▸ **TEXTO FORNECIDO**:

• • •

O incrível caso de um fã, historiador e jornalista que entrou para a História. Tanto na de seu biografado quanto na do Brasil contemporâneo, jogando mais combustível e argumentos na discussão pela mudança dos artigos 20 e 21 do Código Civil — aqueles que, entre outras coisas, permitem o veto a biografias não autorizadas. Essa é uma das conclusões proporcionada pela leitura das 474 páginas de “O reú e o rei”. Se o réu, Paulo Cesar de Araújo, perdeu a primeira batalha, em 2007, quando foi celebrado o acordo na Justiça que proibiu e retirou de circulação o livro sobre o cantor (“Roberto Carlos em detalhes”), logo ficou claro que a guerra estava longe de acabar. Abandonado pela editora Planeta, ainda naquele ano o autor contratou nova advogada para contestar a liminar que vetara a biografia, em processo que continuou e acabou envolvendo outros medalhões da MPB, nas trapalhadas protagonizadas no ano passado pelo grupo Procure Saber (com Gil, Caetano, Milton, Erasmo, Djavan…).

• • •

▸ **DADOS FORNECIDOS**:
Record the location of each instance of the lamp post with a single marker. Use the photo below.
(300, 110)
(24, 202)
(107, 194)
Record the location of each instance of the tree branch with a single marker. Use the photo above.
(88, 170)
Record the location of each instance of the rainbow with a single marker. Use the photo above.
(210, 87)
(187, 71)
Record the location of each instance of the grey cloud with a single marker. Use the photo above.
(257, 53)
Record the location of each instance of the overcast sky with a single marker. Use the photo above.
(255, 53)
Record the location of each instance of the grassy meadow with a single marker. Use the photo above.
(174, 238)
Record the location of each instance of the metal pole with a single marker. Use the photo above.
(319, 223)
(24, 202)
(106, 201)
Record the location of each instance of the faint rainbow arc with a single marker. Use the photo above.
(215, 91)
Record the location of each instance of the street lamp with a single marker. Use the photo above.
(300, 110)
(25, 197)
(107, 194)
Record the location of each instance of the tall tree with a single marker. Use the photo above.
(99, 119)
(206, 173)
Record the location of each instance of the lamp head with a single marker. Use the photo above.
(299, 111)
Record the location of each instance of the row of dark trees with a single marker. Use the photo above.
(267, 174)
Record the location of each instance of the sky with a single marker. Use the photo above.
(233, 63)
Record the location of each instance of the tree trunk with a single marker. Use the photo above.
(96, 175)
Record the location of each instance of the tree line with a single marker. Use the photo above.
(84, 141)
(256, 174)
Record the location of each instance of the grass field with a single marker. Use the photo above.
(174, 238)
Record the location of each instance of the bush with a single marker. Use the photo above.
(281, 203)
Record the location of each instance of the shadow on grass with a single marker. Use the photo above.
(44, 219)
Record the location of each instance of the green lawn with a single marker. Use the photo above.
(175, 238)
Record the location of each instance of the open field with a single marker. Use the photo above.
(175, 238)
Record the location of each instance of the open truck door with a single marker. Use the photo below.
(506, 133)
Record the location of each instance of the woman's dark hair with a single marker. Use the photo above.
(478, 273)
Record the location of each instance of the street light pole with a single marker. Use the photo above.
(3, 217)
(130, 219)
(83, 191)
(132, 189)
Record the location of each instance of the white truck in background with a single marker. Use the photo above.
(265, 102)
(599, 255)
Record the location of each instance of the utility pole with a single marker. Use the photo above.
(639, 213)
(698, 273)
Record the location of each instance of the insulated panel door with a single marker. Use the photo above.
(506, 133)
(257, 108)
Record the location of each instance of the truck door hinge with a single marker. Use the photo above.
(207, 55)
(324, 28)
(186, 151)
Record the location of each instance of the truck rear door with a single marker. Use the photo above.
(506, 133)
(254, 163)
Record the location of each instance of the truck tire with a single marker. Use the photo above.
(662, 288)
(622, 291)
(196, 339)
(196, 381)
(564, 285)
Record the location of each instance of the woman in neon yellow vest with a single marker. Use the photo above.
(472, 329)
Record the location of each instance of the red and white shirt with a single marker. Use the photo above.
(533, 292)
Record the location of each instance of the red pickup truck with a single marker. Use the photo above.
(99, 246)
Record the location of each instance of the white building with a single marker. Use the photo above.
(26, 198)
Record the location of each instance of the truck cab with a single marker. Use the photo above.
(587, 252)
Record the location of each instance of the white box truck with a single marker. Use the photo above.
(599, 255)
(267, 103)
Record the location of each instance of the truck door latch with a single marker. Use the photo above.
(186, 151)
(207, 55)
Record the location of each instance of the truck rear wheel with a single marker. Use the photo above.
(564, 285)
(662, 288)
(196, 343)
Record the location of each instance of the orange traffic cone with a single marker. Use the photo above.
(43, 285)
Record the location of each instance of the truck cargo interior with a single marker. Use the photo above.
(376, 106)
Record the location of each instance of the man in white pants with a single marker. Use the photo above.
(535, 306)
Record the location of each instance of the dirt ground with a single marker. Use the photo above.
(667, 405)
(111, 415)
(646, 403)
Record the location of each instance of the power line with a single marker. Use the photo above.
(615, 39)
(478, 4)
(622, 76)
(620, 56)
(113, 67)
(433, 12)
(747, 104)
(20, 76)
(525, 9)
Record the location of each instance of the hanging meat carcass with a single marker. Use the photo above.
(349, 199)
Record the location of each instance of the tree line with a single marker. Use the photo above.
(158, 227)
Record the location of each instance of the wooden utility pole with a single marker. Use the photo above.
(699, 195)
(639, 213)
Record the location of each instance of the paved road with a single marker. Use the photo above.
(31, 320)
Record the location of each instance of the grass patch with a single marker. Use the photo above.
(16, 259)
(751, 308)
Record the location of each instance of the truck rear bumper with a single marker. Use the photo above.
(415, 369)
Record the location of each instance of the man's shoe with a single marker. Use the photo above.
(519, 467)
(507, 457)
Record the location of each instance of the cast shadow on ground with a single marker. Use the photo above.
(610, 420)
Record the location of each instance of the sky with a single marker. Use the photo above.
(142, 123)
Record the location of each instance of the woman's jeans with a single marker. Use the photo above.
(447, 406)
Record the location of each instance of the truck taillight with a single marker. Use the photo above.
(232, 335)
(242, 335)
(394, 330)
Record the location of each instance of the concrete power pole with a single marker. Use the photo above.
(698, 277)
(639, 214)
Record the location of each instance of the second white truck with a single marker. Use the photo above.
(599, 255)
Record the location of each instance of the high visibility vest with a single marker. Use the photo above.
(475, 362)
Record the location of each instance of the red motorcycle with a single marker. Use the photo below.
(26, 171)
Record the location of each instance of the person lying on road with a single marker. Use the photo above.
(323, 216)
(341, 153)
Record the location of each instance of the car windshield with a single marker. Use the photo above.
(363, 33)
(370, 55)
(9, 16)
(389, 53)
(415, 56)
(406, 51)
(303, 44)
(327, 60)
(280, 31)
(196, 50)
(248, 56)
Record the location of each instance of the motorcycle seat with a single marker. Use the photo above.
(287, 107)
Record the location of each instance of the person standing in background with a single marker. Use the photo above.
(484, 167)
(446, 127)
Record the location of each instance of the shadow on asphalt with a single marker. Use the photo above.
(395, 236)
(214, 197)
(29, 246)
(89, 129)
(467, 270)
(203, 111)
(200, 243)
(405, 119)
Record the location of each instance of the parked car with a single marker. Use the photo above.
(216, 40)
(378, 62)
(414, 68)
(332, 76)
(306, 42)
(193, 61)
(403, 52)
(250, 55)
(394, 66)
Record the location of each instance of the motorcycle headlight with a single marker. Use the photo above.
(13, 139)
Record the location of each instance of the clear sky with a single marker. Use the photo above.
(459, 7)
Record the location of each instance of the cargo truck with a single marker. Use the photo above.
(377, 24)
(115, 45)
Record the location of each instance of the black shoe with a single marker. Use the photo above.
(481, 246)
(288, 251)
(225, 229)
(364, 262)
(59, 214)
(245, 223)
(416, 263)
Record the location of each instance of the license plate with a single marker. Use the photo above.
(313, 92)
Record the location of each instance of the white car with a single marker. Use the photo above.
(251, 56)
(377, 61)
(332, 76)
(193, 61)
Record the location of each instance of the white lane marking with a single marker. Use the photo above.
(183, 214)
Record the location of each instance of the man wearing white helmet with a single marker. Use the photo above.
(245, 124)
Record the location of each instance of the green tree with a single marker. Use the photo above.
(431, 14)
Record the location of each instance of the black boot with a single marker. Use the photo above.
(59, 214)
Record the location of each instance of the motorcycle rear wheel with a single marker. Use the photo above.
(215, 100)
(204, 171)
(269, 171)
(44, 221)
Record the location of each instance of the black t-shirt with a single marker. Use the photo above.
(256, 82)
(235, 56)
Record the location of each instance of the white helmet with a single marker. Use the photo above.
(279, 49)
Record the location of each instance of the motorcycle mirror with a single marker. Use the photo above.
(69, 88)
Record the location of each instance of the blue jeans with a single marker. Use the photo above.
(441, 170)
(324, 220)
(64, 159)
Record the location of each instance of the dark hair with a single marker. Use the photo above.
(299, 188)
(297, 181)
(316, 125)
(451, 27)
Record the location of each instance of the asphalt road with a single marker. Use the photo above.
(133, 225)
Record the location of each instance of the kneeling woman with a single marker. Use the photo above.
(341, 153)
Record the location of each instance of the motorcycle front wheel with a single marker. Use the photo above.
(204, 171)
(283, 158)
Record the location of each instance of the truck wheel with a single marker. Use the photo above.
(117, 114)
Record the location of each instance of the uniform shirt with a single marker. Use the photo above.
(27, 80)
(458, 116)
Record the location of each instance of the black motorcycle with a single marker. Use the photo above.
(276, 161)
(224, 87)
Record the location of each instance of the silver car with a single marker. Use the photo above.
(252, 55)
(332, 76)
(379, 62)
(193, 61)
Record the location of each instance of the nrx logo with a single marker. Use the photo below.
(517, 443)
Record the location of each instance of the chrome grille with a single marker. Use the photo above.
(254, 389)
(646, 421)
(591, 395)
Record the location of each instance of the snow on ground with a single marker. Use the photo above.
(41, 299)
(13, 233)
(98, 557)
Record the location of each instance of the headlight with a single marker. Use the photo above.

• • •

▸ **OBJETIVO**: No texto sobre a biografia de Roberto Carlos, liste todos os nomes que aparecem entre parênteses como integrantes do grupo Procure Saber. Os dados não são necessários aqui.

▸ **RESULTADO**: Gil, Caetano, Milton, Erasmo e Djavan.